**Aim**
List every item that the bark painting text below names as one of the barest necessities for bark artwork.

═══ Document excerpt ═══

Bark painting is an Australian Aboriginal art form, involving painting on the interior of a strip of tree bark. This is a continuing form of artistic expression in Arnhem Land and other regions in the Top End of Australia including parts of the Kimberley region of Western Australia. Traditionally, bark paintings were produced for instructional and ceremonial purposes and were transient objects. Today, they are keenly sought after by collectors and public arts institutions.

Origin

The designs seen on authentic bark paintings are traditional designs that are owned by the artist, or his "skin", or his clan, and cannot be painted by other artists. In many cases these designs would traditionally be used to paint the body for ceremonies or rituals, and also to decorate logs used in burials ceremonies. While the designs themselves are ancient, the medium of painting them on a piece of flattened bark is a relatively modern phenomenon, although there is some evidence that artists would paint designs on the bark walls and roofs of their shelters.

The earliest surviving bark paintings date from the nineteenth century, an example of which is a bark etching of a kangaroo hunt now in the British Museum, which was collected near Boort in northern Victoria by the British explorer John Hunter Kerr.[1] The modern form of bark paintings first appeared in the 1930s, when missionaries at Yirrkala and Milingimbi asked the local Yolngu people to produce bark paintings that could be sold in the cities of New South Wales and Victoria. The motives of the missionaries were to earn money that would help pay for the mission, and also to educate white Australians about Yolngu culture (Morphy 1991). As the trade grew, and the demand for paintings increased, leading artists such as Narritjin Maymuru started being asked to mount exhibitions.

It was, however, not until the 1980s that bark paintings started being regarded as fine art, as opposed to an interesting Indigenous handicraft, and commanded high prices accordingly on the international art markets. Nowadays, the value of a fine bark painting depends not only on the skill and fame of the artist, and on the quality of the art itself, but also on the degree to which the artwork encapsulates the culture by telling a traditional story.

Manufacture

The barest necessities for bark artwork are paint, brushes, bark, fixative and a fire.

The material of choice is the bark from Stringybark (Eucalyptus tetradonta). The bark must be free of knots and other blemishes. It is best cut from the tree in the wet season when the sap is rising. Two horizontal slices and a single vertical slice are made into the tree, and the bark is carefully peeled off with the aid of a sharpened tool. Only the inner smooth bark is kept and placed in a fire. After heating in the fire, the bark is flattened under foot and weighted with stones or logs to dry flat. Once dry, it is ready to paint upon.

═══ Given information ═══

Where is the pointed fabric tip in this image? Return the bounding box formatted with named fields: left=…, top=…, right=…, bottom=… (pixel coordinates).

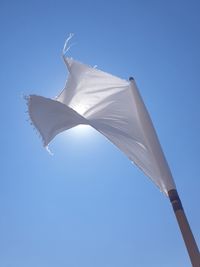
left=28, top=52, right=176, bottom=195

═══

**Finished task**
Paint, brushes, bark, fixative, and a fire.